__Teks Sumber__:
————————

Pemuda Menjunjung Revolusi dan Nasionalisme

Judul Buku: The Age of Revolution

Penulis: Eric Hobsbawm

Penerbit: Abacus

Tebal Buku: 413 halaman

Tahun Terbit:  2002

Revolusi, kata yang sering dikumandangkan diabad keduapuluh ini juga sering digunakan sampai sekarang. Banyak peristiwa di pelbagai belahan dunia acapkali diidentikkan dengan frasa ini. Sejak awal tercetusnya revolusi di dua negara, kata ini menjadi tonggak perubahan, di Inggris disebut Revolusi Industri dan di Perancis ialah Revolusi Perancis. Revolusi Industri lebih menekankan kepada perubahan mekanisme produksi dalam pabrik, dimana yang awalnya menggunakan tenaga kerja manusia, diotomatisasi dengan menggunakan mesin, sehingga berdampak pada meningkatnya angka pengangguran. Disisi lain, Revolusi Perancis lebih kepada perubahan sistem pemerintahan yang monarki absolut menjadi republik demokratis. DI Perancis, revolusinya berdarah-darah dan dimulai dengan penyerangan penjara Bastille dan ditutup dengan pemenggalan Louis ke XVI dengan Guillotine. Tren yang sering disandingkan dengan revolusi ialah yang terjadi di Perancis dan ditiru oleh Uni Soviet (Lenin) dan Cina (Mao).

————————

__Yang Dikerjakan__:
- 1) Ringkas paragraf ulasan buku di atas yang diawali "Revolusi, kata yang sering" menjadi daftar poin singkat yang memuat fakta-fakta utamanya.
- 2) Lanjutkan ulasan buku The Age of Revolution di atas, mulai setelah kalimat terakhirnya.

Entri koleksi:

————————

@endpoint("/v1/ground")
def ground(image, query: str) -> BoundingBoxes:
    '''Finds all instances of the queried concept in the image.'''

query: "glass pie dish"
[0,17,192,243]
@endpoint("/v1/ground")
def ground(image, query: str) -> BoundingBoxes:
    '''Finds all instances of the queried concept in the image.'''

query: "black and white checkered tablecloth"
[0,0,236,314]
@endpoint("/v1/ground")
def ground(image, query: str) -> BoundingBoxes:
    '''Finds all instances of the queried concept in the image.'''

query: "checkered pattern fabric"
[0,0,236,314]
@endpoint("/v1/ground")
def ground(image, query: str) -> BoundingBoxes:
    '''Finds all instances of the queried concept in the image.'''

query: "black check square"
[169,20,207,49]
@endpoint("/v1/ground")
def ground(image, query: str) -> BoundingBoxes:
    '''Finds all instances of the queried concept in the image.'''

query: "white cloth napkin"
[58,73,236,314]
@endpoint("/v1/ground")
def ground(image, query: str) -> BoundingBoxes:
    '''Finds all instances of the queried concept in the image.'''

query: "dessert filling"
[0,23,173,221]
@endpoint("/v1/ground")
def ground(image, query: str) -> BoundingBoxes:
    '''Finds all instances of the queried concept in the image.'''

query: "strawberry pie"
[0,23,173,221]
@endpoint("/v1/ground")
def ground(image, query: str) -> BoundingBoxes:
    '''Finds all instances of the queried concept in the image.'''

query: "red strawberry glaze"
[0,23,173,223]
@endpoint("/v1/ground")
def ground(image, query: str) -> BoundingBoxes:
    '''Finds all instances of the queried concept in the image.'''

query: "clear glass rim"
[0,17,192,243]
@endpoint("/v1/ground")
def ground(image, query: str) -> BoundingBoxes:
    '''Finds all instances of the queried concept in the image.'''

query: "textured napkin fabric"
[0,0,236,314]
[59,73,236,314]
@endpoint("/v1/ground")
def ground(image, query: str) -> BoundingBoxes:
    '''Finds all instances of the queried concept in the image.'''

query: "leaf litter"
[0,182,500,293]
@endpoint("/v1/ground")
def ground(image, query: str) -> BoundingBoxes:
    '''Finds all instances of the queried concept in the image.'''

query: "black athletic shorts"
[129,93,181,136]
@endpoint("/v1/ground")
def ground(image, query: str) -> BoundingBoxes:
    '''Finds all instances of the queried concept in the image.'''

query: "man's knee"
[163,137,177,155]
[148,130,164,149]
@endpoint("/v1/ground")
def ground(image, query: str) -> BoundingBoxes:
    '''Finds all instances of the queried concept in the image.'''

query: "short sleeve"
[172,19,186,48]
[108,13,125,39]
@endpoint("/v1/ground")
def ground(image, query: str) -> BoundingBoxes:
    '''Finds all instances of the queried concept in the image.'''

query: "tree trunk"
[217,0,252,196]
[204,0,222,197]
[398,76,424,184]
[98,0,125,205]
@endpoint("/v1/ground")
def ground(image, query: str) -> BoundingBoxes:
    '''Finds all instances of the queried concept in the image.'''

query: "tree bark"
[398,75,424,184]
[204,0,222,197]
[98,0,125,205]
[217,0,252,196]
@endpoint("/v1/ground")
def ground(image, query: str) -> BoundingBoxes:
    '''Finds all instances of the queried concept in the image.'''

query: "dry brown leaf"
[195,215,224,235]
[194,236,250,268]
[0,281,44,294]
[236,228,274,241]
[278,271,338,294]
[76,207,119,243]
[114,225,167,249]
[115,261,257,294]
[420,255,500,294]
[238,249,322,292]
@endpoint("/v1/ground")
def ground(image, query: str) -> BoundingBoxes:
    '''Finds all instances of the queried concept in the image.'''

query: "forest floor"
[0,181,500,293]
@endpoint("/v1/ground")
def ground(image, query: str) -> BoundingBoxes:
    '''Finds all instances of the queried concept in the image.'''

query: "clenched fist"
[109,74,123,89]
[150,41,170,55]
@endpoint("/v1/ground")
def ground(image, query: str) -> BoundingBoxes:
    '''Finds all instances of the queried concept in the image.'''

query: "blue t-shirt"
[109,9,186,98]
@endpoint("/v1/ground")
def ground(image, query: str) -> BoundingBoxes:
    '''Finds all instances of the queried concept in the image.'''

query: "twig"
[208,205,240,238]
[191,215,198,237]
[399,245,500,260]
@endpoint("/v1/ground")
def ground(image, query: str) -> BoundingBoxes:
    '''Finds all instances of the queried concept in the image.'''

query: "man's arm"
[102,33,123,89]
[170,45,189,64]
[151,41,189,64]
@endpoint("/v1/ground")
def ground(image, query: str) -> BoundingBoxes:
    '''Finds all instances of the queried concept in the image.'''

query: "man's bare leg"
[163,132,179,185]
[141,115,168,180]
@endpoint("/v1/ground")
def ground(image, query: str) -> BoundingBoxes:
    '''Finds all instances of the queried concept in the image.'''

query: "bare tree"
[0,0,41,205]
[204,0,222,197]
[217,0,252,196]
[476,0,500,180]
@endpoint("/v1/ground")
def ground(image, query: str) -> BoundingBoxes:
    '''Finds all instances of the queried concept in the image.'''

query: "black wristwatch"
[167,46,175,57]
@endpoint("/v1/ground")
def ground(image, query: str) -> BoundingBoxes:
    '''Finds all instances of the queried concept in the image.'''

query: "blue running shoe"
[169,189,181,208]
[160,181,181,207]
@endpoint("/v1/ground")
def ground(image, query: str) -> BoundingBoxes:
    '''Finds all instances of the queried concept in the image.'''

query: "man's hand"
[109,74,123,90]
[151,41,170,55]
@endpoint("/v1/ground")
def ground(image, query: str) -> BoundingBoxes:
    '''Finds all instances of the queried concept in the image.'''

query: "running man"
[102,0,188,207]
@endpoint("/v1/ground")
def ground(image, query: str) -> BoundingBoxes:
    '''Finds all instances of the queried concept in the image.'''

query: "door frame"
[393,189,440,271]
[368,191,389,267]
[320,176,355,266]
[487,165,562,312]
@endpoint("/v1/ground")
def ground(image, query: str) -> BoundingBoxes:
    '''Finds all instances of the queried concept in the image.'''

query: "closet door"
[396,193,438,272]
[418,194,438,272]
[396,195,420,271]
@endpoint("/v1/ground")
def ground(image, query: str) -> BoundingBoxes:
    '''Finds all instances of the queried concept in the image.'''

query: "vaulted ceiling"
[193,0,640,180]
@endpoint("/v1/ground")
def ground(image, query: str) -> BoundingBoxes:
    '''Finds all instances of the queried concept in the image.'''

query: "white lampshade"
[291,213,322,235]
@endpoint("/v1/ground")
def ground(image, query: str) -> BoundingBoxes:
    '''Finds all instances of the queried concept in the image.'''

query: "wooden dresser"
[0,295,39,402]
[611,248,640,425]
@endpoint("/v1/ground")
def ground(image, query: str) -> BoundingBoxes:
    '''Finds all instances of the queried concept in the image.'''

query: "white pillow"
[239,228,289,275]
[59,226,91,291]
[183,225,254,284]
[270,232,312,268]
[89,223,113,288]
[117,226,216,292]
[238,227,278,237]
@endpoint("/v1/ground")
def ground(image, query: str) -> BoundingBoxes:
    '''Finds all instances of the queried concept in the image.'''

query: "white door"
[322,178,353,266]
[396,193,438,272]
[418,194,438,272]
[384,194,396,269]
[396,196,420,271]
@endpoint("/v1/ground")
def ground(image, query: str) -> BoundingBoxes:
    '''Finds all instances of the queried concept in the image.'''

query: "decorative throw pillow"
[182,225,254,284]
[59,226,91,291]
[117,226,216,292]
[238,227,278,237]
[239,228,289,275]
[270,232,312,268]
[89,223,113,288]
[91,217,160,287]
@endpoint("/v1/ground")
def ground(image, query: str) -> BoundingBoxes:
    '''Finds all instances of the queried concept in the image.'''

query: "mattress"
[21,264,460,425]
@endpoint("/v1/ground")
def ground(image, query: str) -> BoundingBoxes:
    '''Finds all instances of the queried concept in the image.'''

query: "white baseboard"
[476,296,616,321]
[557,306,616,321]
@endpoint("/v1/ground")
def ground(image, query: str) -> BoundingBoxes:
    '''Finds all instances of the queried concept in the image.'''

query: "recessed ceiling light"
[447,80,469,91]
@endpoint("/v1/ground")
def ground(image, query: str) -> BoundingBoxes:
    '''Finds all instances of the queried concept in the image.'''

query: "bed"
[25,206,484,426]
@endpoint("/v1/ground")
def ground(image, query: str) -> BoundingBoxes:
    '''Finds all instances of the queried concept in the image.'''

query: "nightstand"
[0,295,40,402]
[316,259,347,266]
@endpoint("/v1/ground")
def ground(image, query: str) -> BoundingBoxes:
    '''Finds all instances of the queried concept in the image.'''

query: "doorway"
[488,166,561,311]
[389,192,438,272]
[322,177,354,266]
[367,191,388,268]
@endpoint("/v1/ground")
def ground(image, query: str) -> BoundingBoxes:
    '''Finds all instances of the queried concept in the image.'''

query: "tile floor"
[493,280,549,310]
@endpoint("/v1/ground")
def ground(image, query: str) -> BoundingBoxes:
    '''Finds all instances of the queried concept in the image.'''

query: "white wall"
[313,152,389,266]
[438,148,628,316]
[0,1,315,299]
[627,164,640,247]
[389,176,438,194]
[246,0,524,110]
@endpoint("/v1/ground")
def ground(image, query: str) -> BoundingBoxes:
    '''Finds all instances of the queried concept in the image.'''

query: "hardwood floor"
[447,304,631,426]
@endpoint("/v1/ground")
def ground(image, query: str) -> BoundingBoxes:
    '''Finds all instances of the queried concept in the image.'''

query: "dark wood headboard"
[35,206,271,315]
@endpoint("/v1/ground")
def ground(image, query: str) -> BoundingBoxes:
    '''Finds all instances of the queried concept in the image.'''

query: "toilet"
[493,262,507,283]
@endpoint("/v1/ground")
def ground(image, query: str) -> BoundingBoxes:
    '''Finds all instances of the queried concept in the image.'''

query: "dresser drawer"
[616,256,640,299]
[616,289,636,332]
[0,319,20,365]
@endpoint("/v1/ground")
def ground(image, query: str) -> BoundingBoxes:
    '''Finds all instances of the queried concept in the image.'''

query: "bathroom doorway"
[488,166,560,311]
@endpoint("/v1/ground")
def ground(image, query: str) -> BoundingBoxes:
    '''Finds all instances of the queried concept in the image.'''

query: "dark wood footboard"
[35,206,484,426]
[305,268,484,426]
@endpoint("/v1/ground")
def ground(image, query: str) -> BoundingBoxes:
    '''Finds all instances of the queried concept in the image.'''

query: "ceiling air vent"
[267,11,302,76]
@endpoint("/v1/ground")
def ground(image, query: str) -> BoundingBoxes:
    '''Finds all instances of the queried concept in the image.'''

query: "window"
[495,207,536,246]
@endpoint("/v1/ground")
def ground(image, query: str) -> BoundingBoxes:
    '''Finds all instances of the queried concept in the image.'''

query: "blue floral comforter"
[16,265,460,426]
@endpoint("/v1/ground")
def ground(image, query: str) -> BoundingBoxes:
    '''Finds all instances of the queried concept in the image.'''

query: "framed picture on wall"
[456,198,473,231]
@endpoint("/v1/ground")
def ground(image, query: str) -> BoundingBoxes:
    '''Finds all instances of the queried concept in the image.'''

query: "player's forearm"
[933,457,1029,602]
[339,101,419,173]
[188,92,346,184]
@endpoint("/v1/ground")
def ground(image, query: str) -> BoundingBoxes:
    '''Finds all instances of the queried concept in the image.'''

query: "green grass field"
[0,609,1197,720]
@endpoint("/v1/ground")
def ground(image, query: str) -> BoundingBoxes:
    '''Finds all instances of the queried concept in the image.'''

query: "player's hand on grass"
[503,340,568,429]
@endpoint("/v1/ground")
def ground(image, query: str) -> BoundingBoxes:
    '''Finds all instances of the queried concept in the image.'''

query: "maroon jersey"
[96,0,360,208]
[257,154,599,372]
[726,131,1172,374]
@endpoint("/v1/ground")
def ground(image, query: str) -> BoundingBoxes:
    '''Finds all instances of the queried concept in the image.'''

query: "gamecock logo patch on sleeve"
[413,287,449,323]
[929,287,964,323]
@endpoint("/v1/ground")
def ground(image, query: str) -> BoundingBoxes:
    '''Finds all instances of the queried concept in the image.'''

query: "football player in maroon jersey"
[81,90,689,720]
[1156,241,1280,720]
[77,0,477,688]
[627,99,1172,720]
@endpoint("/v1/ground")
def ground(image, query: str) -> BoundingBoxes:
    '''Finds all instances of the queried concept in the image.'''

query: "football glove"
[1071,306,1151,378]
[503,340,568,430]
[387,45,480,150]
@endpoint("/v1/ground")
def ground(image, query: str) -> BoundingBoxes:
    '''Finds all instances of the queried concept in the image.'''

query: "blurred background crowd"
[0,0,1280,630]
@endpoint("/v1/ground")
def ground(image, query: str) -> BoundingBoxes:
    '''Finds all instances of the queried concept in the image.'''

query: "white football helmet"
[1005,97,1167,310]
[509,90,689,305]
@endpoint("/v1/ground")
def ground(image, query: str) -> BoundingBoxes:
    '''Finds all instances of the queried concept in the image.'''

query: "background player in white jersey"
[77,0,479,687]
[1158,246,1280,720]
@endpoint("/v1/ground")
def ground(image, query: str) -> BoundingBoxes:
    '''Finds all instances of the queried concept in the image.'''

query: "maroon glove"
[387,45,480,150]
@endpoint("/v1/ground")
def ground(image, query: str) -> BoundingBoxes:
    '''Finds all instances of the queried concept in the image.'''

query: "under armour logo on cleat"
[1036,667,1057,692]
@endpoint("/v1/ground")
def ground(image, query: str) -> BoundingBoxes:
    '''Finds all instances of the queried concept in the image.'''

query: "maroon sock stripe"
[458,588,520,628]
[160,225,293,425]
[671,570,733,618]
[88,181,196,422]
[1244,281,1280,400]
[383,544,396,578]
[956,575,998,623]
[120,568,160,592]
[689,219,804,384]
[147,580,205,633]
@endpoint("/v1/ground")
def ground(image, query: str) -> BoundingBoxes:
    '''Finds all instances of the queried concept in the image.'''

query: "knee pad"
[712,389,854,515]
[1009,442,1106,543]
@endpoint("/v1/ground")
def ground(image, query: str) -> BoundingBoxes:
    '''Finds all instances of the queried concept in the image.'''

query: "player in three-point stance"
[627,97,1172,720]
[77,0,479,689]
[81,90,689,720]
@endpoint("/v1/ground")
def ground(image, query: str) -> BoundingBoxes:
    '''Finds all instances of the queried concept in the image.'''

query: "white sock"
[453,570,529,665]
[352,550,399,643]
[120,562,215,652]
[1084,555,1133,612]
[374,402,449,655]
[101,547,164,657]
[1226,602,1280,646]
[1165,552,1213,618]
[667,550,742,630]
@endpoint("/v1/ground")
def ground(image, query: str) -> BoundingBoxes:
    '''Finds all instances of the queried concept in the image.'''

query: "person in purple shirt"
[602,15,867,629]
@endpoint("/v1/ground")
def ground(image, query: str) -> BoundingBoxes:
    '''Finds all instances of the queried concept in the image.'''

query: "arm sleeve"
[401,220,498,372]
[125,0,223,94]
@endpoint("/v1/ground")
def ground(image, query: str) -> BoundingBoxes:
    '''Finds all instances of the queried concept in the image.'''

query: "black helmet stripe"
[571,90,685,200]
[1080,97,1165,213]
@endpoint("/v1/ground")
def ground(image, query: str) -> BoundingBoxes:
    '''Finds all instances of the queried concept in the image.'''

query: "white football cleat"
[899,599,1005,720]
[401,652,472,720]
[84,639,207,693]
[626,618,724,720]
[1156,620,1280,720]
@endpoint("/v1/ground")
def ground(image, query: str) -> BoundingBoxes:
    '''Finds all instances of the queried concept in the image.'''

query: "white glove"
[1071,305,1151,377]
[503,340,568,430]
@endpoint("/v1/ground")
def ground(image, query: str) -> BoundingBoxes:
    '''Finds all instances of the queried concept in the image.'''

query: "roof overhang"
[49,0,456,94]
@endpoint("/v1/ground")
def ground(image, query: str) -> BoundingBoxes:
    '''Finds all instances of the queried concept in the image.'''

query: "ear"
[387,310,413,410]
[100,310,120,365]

————————

__Jawaban Tiap Tugas__:
- 1)
- Kata "revolusi" sering dikumandangkan pada abad ke-20, masih dipakai sampai sekarang, dan banyak peristiwa di dunia diidentikkan dengannya.
- Revolusi awalnya tercetus di dua negara: Revolusi Industri di Inggris dan Revolusi Perancis di Perancis.
- Revolusi Industri mengubah cara produksi di pabrik. Tenaga manusia diganti mesin sehingga pengangguran meningkat.
- Revolusi Perancis mengubah monarki absolut menjadi republik demokratis. Revolusi ini berdarah-darah, dimulai dengan penyerangan penjara Bastille dan ditutup dengan pemenggalan Louis XVI dengan guillotine.
- Pola revolusi Perancis inilah yang sering disandingkan dengan kata revolusi dan ditiru oleh Uni Soviet (Lenin) serta Cina (Mao).

- 2)
Perubahan mengenai sistem pemerintahan yang sering digarisbawahi oleh para pemikir, Hobsbawm melihat hal lain: berubahnya makna nasionalisme sejak tahun 1789. Pasca terjadinya revolusi, muncul lah kelompok-kelompok nasionalis yang radikal. Gerakan ini disimbolkan dengan munculnya kelompok Pemuda yang digaungi oleh Giuseppe Mazzini pada tahun 1830. Beberapa kelompok tersebut ialah: Young Italy, Young France, Young Germany, Young Poland, dll yang hampir sama seperti yang terjadi di Indonesia beberapa dekade kemudian. Bisa dilihat bahwa teknik gerakan yang ada di Asia Tenggara, khususnya Indonesia, terinspirasi dari gerakan nasionalis muda di Eropa. Bentuk gerakan terorganisir semacam ini pada tahun 1840 diadaptasi oleh Irlandia dan memunculkan Young Ireland, sebuah organisasi yang menjadi tunas dari Ireland Republican Army (IRA). Keberadaan organisasi nasionalis muda ini menandakan pecahnya gerakan revolusioner Eropa menjadi skala nasional di tiap negara untuk memperkokoh pondasi negara tersebut, meskipun permintaan ini berbeda-beda tapi program politik yang mereka gunakan kurang lebih masih sama dengan sebelum-sebelumnya.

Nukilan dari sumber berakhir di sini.